> _TO-DO LIST_
(1) In the text about the Supra and Aristo work, what ECU was the Supra converted to?
(2) Copy the part of the Supra and Aristo text between "The following morning" and "bit tame previously.", inclusive.

> _TEXT_
Thanks to a refferal (thanks shah!), Alex got in contact with me about travelling to Italy to convert his Supra from a HKS FCON setup to a Haltech Elite 2500. With his Supra being a facelift VVTi with ETSCi throttle, its not impossible but certainly harder to find plug and play kits that work with this version of Supra.
After speaking about his requirements, we decided it would be best that I make him a patch loom that adapts his stock engine harness to the Haltech ECU, with a small sub harness for the new sensors we wanted to fit.
He then mentioned he has a friend Trev with an Aristo that was looking to optimize the fueling and power on his BPU aristo that was still on stock management. He managed to source a HKS patch loom, Link kurofune and sensors to control the show, essentially piggybacking off the Stock ECU control.
Aristo's can be a bit funny as its one of the first toyota cars that moved to a BEAN communication protocol, essentially digital communication between electronics rather than analog. It makes the platform quite sensitive to changes, and the wrong modification can put the car into all sorts of limp modes and strange behaviour from other electronics on the car. I was dreading the aristo a bit as it could be a headache and it was, but not for the reasons I expected.

Upon landing in Italy Alex & Trev met me at the airport and we headed off to see the Supra and a while talking the plans over and checking out the car. Soon after we got to work removing old electronics, installing new sensors, redoing vacuum lines and I got my patch harness installed. Hit a snag not being able to connect to the ECU and was dreading that I had made a critical error on the patch harness, but later narrowed it down to my macbook not playing ball with the Haltech USBA drivers, luckily always travel with two laptops so booted up the spare windows laptop, and we had connection, phew. Loaded up a basemap I had prepared on the plane and went through and checked all the I/O.
The following morning spent some time wiring in the new oil pressure/oil temp/fuel pressure/fuel temp/MAP/BARO & lambda controller. Also made a change to the fuel pump wiring so it didnt run constantly and the fuel pump relay was ECU controlled so it could prime the sytem and turn off in the event of a crash/engine stall. Soon after got the engine fired up, checked base timing, setup the throttle, idle control & VVTi control. Immediately the car was idling much healthier than before and with a bit of tweaking got the iconic 2JZ cam idle noise Alex was after as he had some big cams that sounded a bit tame previously.

> _PROVIDED INFORMATION_
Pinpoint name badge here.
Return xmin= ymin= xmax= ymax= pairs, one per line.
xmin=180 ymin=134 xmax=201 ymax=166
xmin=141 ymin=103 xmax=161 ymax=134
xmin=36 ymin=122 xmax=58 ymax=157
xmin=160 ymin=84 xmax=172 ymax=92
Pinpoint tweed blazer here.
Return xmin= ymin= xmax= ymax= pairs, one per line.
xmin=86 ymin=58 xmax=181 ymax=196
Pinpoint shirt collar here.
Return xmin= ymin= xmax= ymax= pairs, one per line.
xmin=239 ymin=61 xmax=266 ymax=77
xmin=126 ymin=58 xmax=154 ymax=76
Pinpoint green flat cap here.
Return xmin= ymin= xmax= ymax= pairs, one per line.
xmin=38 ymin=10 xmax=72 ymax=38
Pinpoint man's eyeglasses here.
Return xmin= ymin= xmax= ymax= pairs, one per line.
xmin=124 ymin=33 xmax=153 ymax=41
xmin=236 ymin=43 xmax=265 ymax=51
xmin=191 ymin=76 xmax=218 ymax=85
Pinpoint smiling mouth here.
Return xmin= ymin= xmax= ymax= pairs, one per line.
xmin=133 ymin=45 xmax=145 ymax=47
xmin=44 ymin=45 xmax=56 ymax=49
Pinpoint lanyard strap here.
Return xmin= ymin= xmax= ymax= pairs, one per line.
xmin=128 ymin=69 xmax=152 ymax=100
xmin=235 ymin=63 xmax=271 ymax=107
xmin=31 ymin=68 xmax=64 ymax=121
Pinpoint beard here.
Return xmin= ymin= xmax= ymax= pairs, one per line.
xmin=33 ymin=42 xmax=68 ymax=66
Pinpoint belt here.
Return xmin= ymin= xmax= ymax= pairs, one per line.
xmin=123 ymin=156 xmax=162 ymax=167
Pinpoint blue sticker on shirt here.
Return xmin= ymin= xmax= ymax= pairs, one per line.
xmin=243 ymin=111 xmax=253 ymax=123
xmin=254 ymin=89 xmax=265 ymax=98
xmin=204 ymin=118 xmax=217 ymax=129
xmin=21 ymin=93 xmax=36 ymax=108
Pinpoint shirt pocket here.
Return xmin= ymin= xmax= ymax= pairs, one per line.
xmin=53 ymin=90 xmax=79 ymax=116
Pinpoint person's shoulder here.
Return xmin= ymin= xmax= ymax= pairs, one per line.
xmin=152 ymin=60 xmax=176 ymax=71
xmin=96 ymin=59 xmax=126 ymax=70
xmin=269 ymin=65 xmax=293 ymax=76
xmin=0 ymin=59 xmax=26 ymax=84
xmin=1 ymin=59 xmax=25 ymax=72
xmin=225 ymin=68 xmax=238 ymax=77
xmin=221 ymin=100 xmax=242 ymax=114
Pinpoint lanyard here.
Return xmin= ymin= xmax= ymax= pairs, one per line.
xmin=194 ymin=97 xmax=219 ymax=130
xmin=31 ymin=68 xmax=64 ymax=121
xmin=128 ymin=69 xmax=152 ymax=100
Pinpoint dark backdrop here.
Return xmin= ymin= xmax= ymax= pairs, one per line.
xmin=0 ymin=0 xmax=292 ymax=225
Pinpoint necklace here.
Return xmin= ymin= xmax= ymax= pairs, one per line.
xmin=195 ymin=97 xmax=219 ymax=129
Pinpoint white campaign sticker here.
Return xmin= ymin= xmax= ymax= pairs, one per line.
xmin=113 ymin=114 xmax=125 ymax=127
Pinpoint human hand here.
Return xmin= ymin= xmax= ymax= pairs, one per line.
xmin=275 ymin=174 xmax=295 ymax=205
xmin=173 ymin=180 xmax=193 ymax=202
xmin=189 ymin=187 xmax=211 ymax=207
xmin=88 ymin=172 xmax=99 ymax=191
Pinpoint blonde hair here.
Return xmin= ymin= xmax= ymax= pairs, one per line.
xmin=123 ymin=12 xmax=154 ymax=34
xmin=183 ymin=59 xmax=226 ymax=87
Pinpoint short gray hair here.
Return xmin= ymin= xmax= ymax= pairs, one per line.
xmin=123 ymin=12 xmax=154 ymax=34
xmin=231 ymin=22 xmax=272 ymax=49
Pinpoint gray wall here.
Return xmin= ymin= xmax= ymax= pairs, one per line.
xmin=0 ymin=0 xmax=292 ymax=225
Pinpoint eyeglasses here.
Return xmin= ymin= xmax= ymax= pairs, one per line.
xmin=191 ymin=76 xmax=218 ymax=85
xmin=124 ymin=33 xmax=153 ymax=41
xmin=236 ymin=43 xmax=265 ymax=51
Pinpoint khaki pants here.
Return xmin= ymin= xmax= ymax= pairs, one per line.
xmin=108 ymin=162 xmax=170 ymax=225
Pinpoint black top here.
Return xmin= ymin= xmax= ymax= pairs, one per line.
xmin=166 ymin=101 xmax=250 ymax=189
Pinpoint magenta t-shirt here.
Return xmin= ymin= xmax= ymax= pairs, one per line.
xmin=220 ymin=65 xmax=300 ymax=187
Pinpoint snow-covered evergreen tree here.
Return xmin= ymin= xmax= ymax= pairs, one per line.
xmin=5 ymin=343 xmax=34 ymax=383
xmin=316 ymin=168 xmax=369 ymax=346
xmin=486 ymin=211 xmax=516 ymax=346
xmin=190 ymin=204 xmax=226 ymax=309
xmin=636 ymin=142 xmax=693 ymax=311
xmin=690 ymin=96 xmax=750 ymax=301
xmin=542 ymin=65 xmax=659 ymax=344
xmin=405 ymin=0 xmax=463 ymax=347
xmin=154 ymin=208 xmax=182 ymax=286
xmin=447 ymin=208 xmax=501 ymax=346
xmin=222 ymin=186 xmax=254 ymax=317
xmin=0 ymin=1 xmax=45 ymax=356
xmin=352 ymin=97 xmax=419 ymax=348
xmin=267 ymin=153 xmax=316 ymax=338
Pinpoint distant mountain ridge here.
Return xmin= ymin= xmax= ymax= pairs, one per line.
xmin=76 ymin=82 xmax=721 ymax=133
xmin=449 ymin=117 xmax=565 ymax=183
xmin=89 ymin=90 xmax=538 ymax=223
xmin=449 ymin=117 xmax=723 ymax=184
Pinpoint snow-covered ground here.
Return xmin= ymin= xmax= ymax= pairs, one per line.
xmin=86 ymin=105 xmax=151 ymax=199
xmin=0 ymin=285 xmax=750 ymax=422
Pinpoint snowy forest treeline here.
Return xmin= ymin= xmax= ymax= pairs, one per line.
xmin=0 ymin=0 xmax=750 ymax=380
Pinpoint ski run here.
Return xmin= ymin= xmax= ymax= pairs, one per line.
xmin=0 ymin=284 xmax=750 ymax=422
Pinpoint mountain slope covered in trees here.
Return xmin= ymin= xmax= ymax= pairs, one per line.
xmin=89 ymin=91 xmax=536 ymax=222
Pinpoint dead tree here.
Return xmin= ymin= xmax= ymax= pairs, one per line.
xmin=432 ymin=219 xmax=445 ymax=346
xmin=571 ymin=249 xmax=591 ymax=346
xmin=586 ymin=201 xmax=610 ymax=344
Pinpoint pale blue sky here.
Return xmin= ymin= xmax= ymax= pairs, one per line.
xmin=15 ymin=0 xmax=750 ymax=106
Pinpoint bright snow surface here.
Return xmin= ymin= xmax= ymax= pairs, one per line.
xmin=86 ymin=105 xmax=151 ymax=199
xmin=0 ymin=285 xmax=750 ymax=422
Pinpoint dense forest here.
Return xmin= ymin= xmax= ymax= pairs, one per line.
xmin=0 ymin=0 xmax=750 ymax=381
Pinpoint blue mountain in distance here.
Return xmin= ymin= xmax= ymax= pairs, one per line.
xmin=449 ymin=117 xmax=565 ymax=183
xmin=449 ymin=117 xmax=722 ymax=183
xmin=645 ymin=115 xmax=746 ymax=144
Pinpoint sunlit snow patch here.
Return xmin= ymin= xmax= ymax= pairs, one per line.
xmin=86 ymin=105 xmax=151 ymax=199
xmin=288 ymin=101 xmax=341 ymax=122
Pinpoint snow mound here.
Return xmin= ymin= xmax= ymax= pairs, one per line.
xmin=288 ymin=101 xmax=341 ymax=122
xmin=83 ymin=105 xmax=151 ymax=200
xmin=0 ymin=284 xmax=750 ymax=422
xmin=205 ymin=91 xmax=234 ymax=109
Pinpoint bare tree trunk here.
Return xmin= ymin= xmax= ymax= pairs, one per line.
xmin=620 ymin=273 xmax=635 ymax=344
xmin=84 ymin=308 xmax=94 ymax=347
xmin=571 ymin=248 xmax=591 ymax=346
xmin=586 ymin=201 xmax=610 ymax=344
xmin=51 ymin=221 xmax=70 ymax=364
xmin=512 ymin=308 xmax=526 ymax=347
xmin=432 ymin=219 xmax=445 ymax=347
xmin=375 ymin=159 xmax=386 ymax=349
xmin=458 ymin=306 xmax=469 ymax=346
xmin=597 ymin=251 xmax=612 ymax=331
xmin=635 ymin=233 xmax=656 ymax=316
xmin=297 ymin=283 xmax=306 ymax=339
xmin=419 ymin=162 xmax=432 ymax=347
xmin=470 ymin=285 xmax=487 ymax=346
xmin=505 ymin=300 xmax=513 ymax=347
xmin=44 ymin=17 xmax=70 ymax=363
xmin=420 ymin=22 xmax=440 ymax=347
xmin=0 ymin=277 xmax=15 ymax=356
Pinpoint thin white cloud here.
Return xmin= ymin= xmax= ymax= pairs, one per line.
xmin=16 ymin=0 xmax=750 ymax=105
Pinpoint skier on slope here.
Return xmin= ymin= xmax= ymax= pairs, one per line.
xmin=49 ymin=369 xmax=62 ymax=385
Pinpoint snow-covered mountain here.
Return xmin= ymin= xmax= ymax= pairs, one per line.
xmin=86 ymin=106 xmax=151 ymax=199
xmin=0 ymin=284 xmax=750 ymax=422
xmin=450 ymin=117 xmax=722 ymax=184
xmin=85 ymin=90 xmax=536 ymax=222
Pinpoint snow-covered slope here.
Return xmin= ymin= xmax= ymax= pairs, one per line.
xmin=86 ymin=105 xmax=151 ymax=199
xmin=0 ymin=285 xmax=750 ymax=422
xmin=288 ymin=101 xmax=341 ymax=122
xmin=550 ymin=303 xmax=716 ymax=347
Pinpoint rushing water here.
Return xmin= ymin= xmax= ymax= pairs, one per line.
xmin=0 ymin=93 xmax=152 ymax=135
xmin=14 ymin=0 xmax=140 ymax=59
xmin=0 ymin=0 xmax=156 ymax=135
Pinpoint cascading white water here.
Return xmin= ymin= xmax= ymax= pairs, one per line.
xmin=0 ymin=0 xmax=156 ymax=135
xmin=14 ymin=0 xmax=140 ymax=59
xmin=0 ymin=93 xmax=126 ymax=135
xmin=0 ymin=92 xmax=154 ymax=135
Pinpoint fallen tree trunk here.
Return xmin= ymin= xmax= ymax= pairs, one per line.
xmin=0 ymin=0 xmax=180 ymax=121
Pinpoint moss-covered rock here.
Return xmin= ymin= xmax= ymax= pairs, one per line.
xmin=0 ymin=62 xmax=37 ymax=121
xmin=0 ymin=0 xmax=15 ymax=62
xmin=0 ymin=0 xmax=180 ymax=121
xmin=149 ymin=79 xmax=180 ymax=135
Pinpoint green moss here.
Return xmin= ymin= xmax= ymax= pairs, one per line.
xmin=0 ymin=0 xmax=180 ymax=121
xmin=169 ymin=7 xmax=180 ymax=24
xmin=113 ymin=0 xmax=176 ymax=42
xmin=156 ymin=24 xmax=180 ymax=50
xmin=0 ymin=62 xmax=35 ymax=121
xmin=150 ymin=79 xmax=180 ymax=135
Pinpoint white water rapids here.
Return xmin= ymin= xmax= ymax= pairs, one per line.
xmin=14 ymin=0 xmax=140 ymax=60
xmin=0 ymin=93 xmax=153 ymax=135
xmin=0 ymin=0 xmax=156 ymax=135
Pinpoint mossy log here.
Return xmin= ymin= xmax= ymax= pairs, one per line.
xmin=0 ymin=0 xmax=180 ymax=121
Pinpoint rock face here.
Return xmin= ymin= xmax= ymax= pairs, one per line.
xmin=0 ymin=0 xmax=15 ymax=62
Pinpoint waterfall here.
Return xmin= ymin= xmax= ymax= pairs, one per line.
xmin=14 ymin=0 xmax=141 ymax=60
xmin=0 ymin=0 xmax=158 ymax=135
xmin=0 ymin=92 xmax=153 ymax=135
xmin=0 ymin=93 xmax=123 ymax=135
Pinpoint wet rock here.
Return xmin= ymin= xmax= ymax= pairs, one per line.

> _RESPONSES IN ORDER_
(1) A Haltech Elite 2500.

(2)
The following morning spent some time wiring in the new oil pressure/oil temp/fuel pressure/fuel temp/MAP/BARO & lambda controller. Also made a change to the fuel pump wiring so it didnt run constantly and the fuel pump relay was ECU controlled so it could prime the sytem and turn off in the event of a crash/engine stall. Soon after got the engine fired up, checked base timing, setup the throttle, idle control & VVTi control. Immediately the car was idling much healthier than before and with a bit of tweaking got the iconic 2JZ cam idle noise Alex was after as he had some big cams that sounded a bit tame previously.